- COMPLETE THE FOLLOWING:
a) In the Wireshark RPC message, which ports does the ONC RPC dissector heuristically check?
b) From the Wireshark RPC message, set down the passage starting with "That mail was" and going on through "the procedure number.".
c) According to the Wireshark RPC message, which numbers does the RPC dissector look at after it identifies a packet as RPC?

On Apr 23, 2009, at 1:35 PM, Andrew Kleinerman wrote:

My current project is integrating a small protocol into Wireshark for
analysis and I feel a little out of my depth.  The protocol is sent
over TCP on a non-standard port and uses the Sun XDR RPC.  I went
through the step-by-step guide of creating a basic dissector, and
Wireshark will recognize it as the new protocol.

The step-by-step guide doesn't apply to ONC RPC-based protocols; they work differently.

However, my problem
is that I cannot call dissect_rpc or dissect_rpc_tcp from my dissector
(I'm assuming for some good reason) to dissect the RPC.  So I'm
guessing I have to make the RPC dissector properly see it on a
different port (is that right?).

No - as per my reply to your previous message, you don't call the RPC dissector, the RPC dissector calls you. It will heuristically recognize traffic for your protocol on whatever port it appears.

FOO_HEADER:
   #define FOO_HEADER    0xaa

You're using 0xaa as the program number for your protocol?

I read in the archives
(http://www.ethereal.com/lists/ethereal-dev/199911/msg00094.html) that
it's necessary to make sure the proper header is in COL_PROTOCOL, is
that correct?  As in, the packet is identified as an RPC first and

then the RPC dissector looks to find if the header inside matches any
it knows about?

That mail was only talking about the "Protocol" column's text set, not to the way the RPC dissector recognizes something as being your protocol. (And we did end up changing things - the Protocol column is now set, for ONC RPC-based protocols, from the "short name" for the protocol, rather than its "filter name". For example, the short name for the NIS server protocol is "YPSERV", and the filter name is "ypserv", so the Protocol column says "YPSERV" but you filter for those packets using "ypserv".)

And, yes, the packet is identified as an RPC first and then looks to see if the program number is one of the ones that was registered with it by rpc_init_prog() and, if so, checks whether a program table exists for the version number and, if it finds one, looks for an entry in the program table for the procedure number.

If so, how do you direct the RPC dissector to look on
a different port, or are packets on all ports heuristically checked
with all dissectors?

Packets on all UDP and TCP ports are heuristically checked by the ONC RPC dissector.

- SUPPLIED INFORMATION:

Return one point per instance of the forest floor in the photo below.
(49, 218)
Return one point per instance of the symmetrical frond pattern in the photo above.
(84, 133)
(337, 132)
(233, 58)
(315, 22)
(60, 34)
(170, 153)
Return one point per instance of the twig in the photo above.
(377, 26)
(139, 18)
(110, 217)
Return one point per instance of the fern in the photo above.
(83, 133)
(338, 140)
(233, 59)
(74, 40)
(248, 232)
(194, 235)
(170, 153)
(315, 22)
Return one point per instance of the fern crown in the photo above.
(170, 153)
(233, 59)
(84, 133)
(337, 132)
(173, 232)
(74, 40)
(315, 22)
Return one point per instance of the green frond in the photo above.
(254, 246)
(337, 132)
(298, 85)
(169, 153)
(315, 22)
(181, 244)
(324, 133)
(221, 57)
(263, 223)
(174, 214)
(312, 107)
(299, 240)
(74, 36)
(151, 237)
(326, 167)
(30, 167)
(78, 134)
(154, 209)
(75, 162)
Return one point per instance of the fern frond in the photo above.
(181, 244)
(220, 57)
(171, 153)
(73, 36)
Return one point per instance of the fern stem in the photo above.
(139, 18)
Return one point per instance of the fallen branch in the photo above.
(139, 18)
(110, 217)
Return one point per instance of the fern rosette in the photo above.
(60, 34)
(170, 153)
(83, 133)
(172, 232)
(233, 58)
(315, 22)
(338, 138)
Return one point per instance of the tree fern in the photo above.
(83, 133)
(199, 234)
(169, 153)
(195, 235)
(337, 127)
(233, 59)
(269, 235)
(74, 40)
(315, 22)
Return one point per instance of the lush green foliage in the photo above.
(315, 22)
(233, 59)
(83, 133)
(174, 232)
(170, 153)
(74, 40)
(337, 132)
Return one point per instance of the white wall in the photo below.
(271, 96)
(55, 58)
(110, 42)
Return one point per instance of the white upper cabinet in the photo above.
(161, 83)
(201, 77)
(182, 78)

- ANSWERS TO EACH TASK:
a) All UDP and TCP ports.

b)
That mail was only talking about the "Protocol" column's text set, not to the way the RPC dissector recognizes something as being your protocol. (And we did end up changing things - the Protocol column is now set, for ONC RPC-based protocols, from the "short name" for the protocol, rather than its "filter name". For example, the short name for the NIS server protocol is "YPSERV", and the filter name is "ypserv", so the Protocol column says "YPSERV" but you filter for those packets using "ypserv".)

And, yes, the packet is identified as an RPC first and then looks to see if the program number is one of the ones that was registered with it by rpc_init_prog() and, if so, checks whether a program table exists for the version number and, if it finds one, looks for an entry in the program table for the procedure number.

c) The program number, the version number, and the procedure number.